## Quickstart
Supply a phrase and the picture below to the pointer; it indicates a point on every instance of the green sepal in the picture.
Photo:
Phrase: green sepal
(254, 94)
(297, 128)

» DO THIS: Copy the entries above line for line, without changing anything.

» RESPONSE TO THE TASK:
## Quickstart
Supply a phrase and the picture below to the pointer; it indicates a point on every instance of the green sepal in the picture.
Photo:
Phrase: green sepal
(254, 94)
(297, 128)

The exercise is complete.